Locate every line in the data below that contains the word "logo", and copy each of those lines in full.
>> BEGIN SOURCE DATA
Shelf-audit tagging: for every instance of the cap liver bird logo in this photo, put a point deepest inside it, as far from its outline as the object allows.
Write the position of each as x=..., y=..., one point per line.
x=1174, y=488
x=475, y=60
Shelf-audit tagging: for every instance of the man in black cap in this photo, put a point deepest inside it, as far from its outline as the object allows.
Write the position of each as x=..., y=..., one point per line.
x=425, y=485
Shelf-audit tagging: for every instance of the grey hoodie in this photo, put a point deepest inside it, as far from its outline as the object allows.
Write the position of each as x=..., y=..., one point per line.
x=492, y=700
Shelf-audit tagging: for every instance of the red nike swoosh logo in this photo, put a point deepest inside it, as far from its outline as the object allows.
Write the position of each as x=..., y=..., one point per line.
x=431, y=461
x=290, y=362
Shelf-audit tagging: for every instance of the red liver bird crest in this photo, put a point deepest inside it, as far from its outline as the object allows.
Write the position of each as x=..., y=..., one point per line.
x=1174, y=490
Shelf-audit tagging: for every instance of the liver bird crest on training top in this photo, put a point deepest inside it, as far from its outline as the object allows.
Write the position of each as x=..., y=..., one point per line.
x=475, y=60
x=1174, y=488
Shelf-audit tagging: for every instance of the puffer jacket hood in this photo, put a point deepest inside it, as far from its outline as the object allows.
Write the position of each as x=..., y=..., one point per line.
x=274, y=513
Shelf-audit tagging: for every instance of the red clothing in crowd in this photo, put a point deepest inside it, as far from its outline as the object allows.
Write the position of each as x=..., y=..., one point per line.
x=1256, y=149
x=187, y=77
>> END SOURCE DATA
>> BEGIN SOURCE DATA
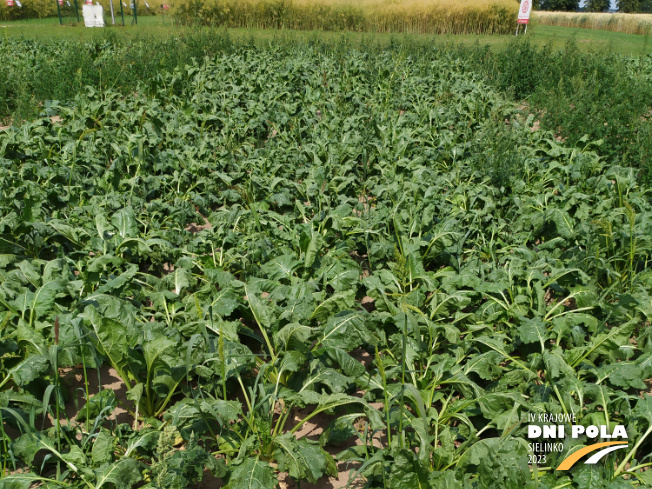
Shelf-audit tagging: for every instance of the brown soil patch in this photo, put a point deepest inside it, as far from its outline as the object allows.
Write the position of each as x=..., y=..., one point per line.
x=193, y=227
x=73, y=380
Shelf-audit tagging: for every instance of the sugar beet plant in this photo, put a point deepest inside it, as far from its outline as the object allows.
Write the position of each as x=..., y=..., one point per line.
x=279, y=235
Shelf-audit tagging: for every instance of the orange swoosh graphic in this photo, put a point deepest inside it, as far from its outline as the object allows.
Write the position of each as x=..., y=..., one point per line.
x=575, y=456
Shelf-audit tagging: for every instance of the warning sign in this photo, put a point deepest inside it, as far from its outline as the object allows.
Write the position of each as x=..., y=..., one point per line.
>> END SOURCE DATA
>> BEGIN SOURCE DATA
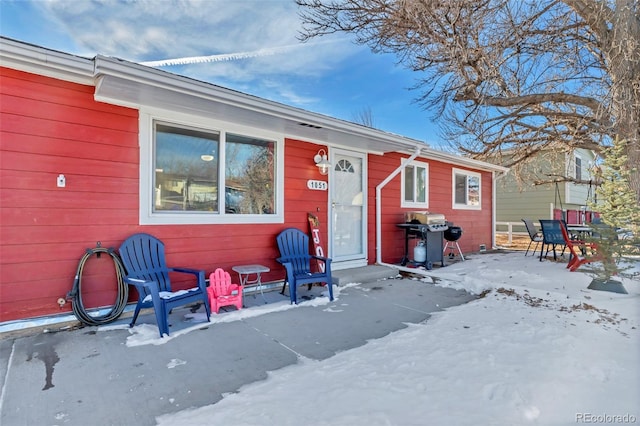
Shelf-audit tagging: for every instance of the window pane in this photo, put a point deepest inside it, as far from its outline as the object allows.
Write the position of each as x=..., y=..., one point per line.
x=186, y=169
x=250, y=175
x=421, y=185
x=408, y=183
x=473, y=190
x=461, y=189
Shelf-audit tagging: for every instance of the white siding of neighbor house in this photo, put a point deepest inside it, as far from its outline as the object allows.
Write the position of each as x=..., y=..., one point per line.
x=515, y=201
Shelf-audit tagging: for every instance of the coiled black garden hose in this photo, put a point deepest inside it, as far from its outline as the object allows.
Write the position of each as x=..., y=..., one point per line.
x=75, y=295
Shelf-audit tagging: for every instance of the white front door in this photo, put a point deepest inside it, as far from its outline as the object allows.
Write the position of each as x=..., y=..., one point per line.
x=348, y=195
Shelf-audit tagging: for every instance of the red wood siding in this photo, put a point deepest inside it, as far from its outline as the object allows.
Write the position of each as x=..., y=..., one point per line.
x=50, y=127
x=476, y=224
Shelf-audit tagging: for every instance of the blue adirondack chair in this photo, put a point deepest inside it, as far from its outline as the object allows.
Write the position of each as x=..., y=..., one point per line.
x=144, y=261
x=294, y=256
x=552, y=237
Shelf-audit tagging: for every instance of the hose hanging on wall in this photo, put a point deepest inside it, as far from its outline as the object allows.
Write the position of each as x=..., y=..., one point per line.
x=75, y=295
>> END SOURCE DATA
#### [RESULT]
Shelf-audit tagging: for every instance of the cap liver bird logo in this photo, put a point deepest inside it, as far from its outline as the object allows.
Shelf-audit tagging: for every instance of the red nike swoosh logo in this photo, put a point deepest inside it, as far from its outline as the object allows.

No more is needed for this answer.